> [WHAT TO PRODUCE]:
Render every line of the items below as a numbered list, skipping any blank lines. Leave the pictures out of your answer.

[Coordinate annotation records]
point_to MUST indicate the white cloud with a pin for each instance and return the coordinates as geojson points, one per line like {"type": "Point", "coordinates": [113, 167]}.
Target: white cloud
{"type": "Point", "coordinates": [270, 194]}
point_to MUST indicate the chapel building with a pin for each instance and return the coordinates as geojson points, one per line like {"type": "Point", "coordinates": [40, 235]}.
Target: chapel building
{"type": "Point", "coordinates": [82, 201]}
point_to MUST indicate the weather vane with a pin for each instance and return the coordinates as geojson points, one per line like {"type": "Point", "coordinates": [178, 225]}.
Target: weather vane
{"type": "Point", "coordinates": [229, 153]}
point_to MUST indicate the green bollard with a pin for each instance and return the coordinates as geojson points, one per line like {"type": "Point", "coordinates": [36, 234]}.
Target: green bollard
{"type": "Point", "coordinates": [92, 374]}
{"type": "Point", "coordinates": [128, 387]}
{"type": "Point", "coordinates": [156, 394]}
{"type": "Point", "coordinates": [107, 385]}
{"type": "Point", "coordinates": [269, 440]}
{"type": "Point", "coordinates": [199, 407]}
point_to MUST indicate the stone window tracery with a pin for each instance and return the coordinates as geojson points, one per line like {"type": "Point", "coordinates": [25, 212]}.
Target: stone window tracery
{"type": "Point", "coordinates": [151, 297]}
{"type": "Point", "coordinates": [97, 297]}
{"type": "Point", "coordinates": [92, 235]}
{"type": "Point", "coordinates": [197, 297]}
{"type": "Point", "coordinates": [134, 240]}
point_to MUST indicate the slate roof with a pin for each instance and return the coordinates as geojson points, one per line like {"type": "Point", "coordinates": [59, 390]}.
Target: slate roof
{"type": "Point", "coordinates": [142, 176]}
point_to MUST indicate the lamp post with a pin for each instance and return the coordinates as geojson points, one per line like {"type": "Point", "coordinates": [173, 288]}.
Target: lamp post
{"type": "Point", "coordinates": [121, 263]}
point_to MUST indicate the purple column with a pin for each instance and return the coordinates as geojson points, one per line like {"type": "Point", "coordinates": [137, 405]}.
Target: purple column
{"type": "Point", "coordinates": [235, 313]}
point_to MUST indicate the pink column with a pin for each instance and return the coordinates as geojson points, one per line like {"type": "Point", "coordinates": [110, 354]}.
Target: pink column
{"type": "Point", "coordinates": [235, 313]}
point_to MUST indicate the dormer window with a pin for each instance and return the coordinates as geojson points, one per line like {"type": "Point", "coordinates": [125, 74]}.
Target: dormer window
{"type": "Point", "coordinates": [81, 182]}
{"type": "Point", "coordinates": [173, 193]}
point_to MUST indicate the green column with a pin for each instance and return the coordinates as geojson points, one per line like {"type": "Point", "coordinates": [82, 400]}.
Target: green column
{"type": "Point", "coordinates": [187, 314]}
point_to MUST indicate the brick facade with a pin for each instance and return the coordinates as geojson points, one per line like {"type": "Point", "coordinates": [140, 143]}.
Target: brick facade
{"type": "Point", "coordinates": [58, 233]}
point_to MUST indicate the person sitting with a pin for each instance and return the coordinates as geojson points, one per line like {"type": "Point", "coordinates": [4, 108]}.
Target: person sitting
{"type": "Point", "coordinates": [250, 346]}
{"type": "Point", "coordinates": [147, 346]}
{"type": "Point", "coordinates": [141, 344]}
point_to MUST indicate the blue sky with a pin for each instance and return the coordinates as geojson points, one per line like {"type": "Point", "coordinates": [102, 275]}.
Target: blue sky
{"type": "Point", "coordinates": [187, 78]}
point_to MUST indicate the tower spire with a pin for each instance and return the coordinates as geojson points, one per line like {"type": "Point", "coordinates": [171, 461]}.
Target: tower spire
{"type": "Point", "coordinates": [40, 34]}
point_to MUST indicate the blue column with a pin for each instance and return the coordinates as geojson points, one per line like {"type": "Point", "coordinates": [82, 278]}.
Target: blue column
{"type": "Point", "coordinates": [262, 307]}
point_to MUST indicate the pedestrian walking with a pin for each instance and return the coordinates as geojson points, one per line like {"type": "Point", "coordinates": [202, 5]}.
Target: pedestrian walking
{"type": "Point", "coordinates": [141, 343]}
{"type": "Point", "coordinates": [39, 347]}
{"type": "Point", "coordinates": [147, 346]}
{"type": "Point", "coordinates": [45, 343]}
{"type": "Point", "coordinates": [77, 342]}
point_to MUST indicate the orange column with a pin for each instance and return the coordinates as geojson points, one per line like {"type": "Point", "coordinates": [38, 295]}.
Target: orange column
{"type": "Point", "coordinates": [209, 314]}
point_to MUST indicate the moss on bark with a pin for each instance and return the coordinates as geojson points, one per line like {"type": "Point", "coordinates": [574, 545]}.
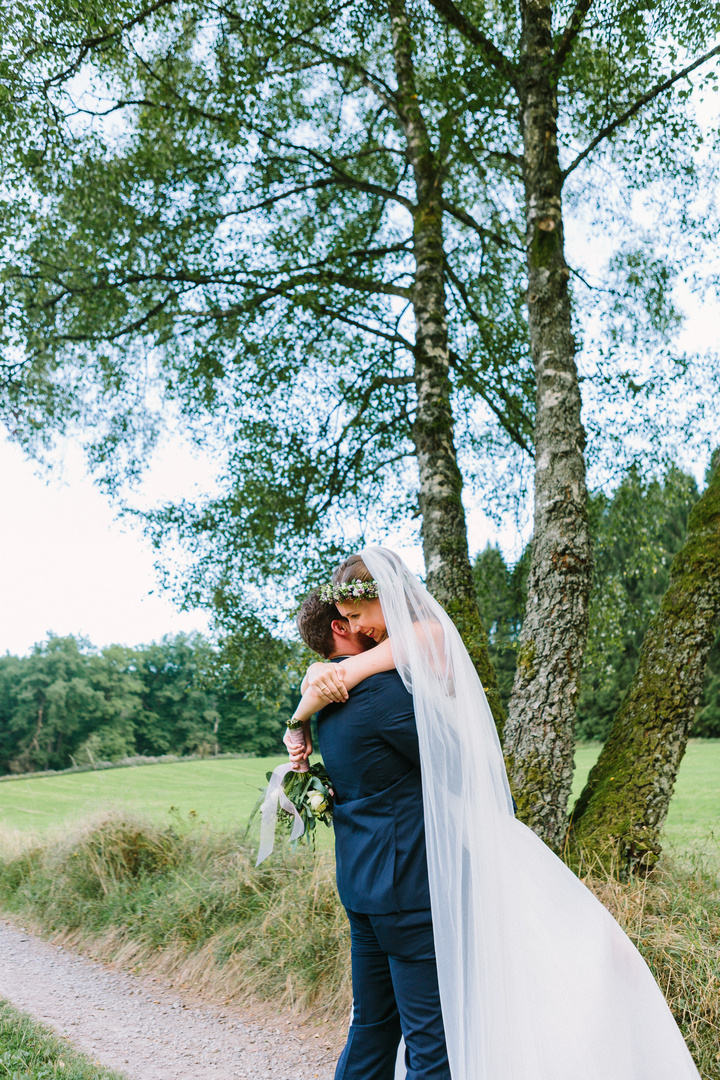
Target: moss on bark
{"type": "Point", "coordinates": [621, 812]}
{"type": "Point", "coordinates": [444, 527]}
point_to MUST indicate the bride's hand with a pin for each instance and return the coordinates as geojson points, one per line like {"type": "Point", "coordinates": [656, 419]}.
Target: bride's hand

> [ANSWER BELOW]:
1. point_to MUST indicate the white cloud with a pin for each instance and return the coordinates as geojson points, one per line like {"type": "Point", "coordinates": [113, 167]}.
2. Target: white cloud
3. {"type": "Point", "coordinates": [270, 194]}
4. point_to MUST indicate the chapel building with a pin for each instance and return the coordinates as geojson points, one per line like {"type": "Point", "coordinates": [40, 235]}.
5. Target: chapel building
6. {"type": "Point", "coordinates": [82, 201]}
7. point_to MUST indicate the weather vane with a pin for each instance and return the coordinates as geojson points, one per line like {"type": "Point", "coordinates": [178, 225]}.
8. Target: weather vane
9. {"type": "Point", "coordinates": [229, 153]}
10. point_to MUST indicate the green bollard with a pin for each instance and return the coordinates as geojson points, one per line like {"type": "Point", "coordinates": [36, 234]}.
11. Target: green bollard
12. {"type": "Point", "coordinates": [92, 374]}
13. {"type": "Point", "coordinates": [128, 387]}
14. {"type": "Point", "coordinates": [156, 394]}
15. {"type": "Point", "coordinates": [107, 385]}
16. {"type": "Point", "coordinates": [269, 440]}
17. {"type": "Point", "coordinates": [199, 407]}
18. point_to MUST indicate the stone window tracery with a pin for each instance and return the coordinates as geojson points, one per line like {"type": "Point", "coordinates": [25, 212]}.
19. Target: stone window tracery
20. {"type": "Point", "coordinates": [151, 297]}
21. {"type": "Point", "coordinates": [97, 297]}
22. {"type": "Point", "coordinates": [92, 235]}
23. {"type": "Point", "coordinates": [197, 297]}
24. {"type": "Point", "coordinates": [134, 240]}
25. point_to MUST indicate the slate roof with a pin for each instance and return the coordinates as geojson points, one per line like {"type": "Point", "coordinates": [59, 390]}.
26. Target: slate roof
27. {"type": "Point", "coordinates": [142, 176]}
28. point_to MUST indicate the lamp post with a pin for each instance and return the coordinates as geojson points, one per line like {"type": "Point", "coordinates": [173, 288]}.
29. Target: lamp post
30. {"type": "Point", "coordinates": [121, 263]}
31. point_to MUST indicate the purple column with a pin for each instance and return the coordinates as geojson points, one per line like {"type": "Point", "coordinates": [137, 405]}.
32. Target: purple column
33. {"type": "Point", "coordinates": [235, 313]}
34. point_to MUST indicate the pink column with a pin for each instance and return the coordinates as geojson points, one per line like {"type": "Point", "coordinates": [110, 354]}.
35. Target: pink column
36. {"type": "Point", "coordinates": [235, 313]}
37. point_to MUST indicate the dormer window with a pin for each instance and return the coordinates as geojson points, one per line like {"type": "Point", "coordinates": [125, 74]}.
38. Target: dormer window
39. {"type": "Point", "coordinates": [81, 182]}
40. {"type": "Point", "coordinates": [173, 193]}
41. point_to MUST indicate the green column with a pin for each instance and return the coordinates as geojson points, one per line like {"type": "Point", "coordinates": [82, 400]}.
42. Target: green column
43. {"type": "Point", "coordinates": [187, 314]}
44. point_to MUST indicate the brick facade with a pin for each instance and return the coordinates as geojson points, one per line like {"type": "Point", "coordinates": [140, 143]}.
45. Target: brick facade
46. {"type": "Point", "coordinates": [58, 233]}
47. point_to MUST indicate the person sitting with a pin for each instance and return the coordinates as geojson points, one per line like {"type": "Point", "coordinates": [4, 108]}.
48. Target: person sitting
49. {"type": "Point", "coordinates": [250, 346]}
50. {"type": "Point", "coordinates": [147, 346]}
51. {"type": "Point", "coordinates": [141, 344]}
52. point_to MUST indicate the blue sky with a pin for each instance and return the coordinates as geojson points, one per line like {"type": "Point", "coordinates": [102, 275]}.
53. Target: blue sky
54. {"type": "Point", "coordinates": [187, 78]}
55. point_to MUST indicate the tower spire with a pin for each instance and return the coordinates as geojson points, one per line like {"type": "Point", "coordinates": [171, 461]}.
56. Target: tower spire
57. {"type": "Point", "coordinates": [40, 34]}
58. point_to MUST indicate the blue column with a pin for each instance and return the coordinates as geojson points, one per line like {"type": "Point", "coordinates": [82, 278]}.
59. Target: blue column
60. {"type": "Point", "coordinates": [262, 307]}
61. point_to MUST indicate the pedestrian walking with a pin for each instance and return the coordinates as geojson points, one per line like {"type": "Point", "coordinates": [202, 5]}.
62. Target: pedestrian walking
63. {"type": "Point", "coordinates": [141, 343]}
64. {"type": "Point", "coordinates": [39, 347]}
65. {"type": "Point", "coordinates": [147, 346]}
66. {"type": "Point", "coordinates": [45, 343]}
67. {"type": "Point", "coordinates": [77, 342]}
68. point_to MUST indicate the orange column with a pin for each instance and return the coordinates as geojson points, one per line like {"type": "Point", "coordinates": [38, 295]}.
69. Target: orange column
70. {"type": "Point", "coordinates": [209, 314]}
71. point_to MUST indicate the moss on bark with a pin for each instance and return the coordinates as geojson points, one per line like {"type": "Point", "coordinates": [574, 545]}.
72. Target: moss on bark
73. {"type": "Point", "coordinates": [621, 812]}
74. {"type": "Point", "coordinates": [444, 527]}
75. point_to MUST indicate the bride's hand with a pin for each instance and return the coordinates as geojson points, one per line like {"type": "Point", "coordinates": [656, 419]}.
76. Target: bride's hand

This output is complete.